ОТРЫВОК ТЕКСТА:
---------------

Не знаю, как на смерть самодержца откликнулся Нахимов. Понятно, он вместе с другими отстоял панихиду. Может быть, произнес несколько «приличествующих случаю» слов. Несомненно, однако, что Павел Степанович не убивался по Николаю Павловичу. Самое имя царя упоминалось Нахимовым лишь в писаниях особого, торжественного свойства, где уж без «формулы» не обойдешься. В интимной переписке имени государя не встретишь.
Наполеон нéкогда обвинял адмирала Сенявина в непочтительности и грубости. Так же, пожалуй, мог бы поступить и царь по отношению к Нахимову. Однажды очередной флигель-адъютант примчался из Петербурга в Севастополь и привез Павлу Степановичу августейший «поклон и поцелуй». И что же? Нахимов накинулся на царского посланца: «Вы опять с поклоном-с? Благодарю вас покорно-с! Я и от первого поклона был целый день болен-с!» В другой раз, получая очередную царскую награду, Нахимов, не стесняясь присутствием многих офицеров, раздраженно воскликнул: «Лучше бы они мне бомб прислали!» Монаршие милости не имели в его глазах бóльшей цены, чем хвалебное стихотворение некоего сочинителя, на которое Нахимов отозвался усмешливо: «Если этот господин хотел сделать мне удовольствие, то уж лучше бы прислал несколько сот ведер капусты для моих матросов».

---------------

ФРАГМЕНТ ДАННЫХ:
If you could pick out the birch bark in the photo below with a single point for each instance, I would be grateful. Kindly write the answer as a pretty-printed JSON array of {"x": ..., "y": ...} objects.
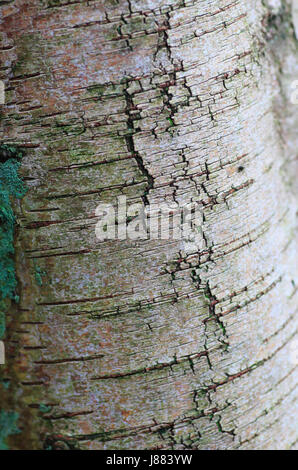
[{"x": 150, "y": 345}]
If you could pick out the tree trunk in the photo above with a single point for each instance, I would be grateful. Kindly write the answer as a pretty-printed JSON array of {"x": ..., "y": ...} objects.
[{"x": 150, "y": 344}]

---------------

ЗАДАНИЯ:
(1) Что, по тексту о Нахимове, он предпочел бы получить вместо хвалебного стихотворения одного сочинителя?
(2) Напишите, что идет дальше в тексте о Нахимове и царских милостях, начиная сразу после его последней фразы.

ОТВЕТЫ К УПРАЖНЕНИЮ:
(1) Несколько сот ведер капусты для своих матросов.

(2)
И уж совсем не гнул Нахимов хребет перед клевретами, любимцами и родственниками императора. Известно его презрительное отношение к «светлейшему» Меншикову, как и полное отсутствие искательства у великих князей, посещавших Севастополь. Павел Степанович ни в малейшей степени не страдал раболепием, лизоблюдством. Не оттого что сознавал свою незаменимость, вес свой и значение, хотя он это и сознавал, а потому что подобные качества были органически чужды ему, претили нравственности…
Николай умер, война продолжалась. Николай умер, Нахимов продолжал делать то, что делал изо дня в день с того часа, как погиб Корнилов и он, Нахимов, оказался «душою обороны». Ценою неимоверных усилий, он добился главного: неприятель вынужден был откладывать и откладывать генеральный штурм.
Но оттяжка общего штурма, эпидемии на биваках союзников, ощутительная убыль живой силы — все это не означало, что враг перестал действовать. Происходили схватки ожесточенные и частые.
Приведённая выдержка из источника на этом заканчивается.